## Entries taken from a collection

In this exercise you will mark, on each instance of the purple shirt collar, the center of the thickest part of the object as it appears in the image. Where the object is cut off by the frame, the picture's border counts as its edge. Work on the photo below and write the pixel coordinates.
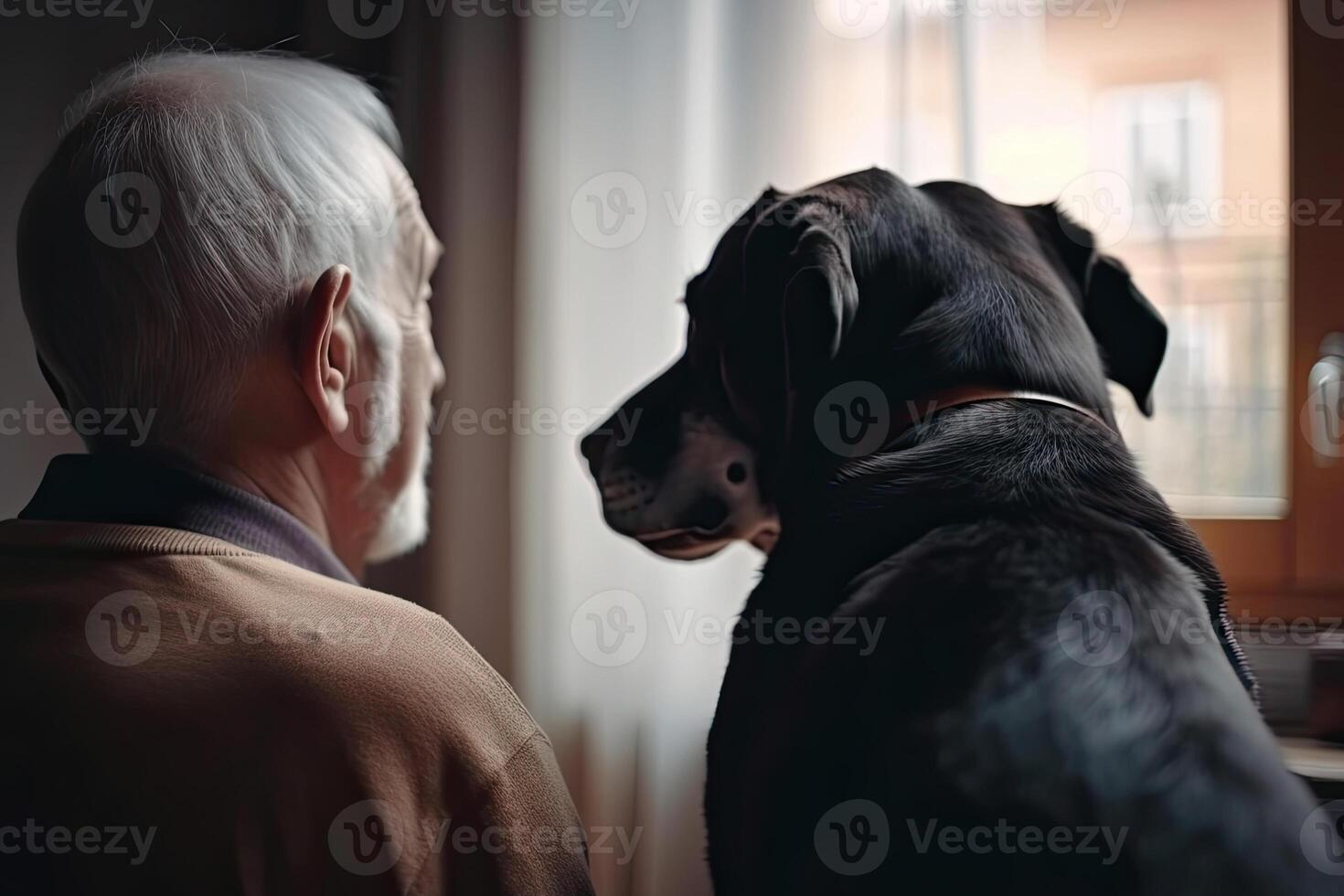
(143, 491)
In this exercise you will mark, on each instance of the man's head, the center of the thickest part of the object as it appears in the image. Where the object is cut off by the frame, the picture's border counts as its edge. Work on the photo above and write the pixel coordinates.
(877, 289)
(230, 243)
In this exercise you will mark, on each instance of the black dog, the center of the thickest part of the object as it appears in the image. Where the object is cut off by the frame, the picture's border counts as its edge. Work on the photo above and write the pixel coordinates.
(984, 655)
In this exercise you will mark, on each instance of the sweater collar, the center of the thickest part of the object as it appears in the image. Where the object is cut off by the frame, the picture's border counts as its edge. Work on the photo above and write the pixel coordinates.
(139, 491)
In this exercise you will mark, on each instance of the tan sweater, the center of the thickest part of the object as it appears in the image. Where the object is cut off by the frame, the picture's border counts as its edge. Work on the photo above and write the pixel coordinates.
(187, 716)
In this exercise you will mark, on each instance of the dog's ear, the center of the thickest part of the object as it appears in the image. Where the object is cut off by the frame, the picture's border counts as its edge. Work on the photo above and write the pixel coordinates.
(820, 294)
(1128, 329)
(1131, 332)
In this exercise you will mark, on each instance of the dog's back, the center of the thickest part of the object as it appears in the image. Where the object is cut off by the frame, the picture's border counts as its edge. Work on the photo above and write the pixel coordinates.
(1046, 706)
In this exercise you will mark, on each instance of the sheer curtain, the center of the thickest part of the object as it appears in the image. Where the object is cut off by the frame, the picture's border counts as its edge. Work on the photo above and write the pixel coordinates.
(667, 126)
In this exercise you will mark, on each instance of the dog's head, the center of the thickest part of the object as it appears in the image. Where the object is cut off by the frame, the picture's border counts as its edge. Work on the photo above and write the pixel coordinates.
(859, 278)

## ASSIGNMENT
The line containing "dog's head, the" and every line after it, up to and including the last line of the records, should be reproduced exactly, with nothing else.

## RESULT OF THE EXERCISE
In this exercise you will mark, on each instance of the dog's head, the center of the thickest part of the object as it appears in the image. Where the object is cut off by the frame, the picture's border counts as its edge. Work on the photo above and write the pixel coordinates.
(859, 278)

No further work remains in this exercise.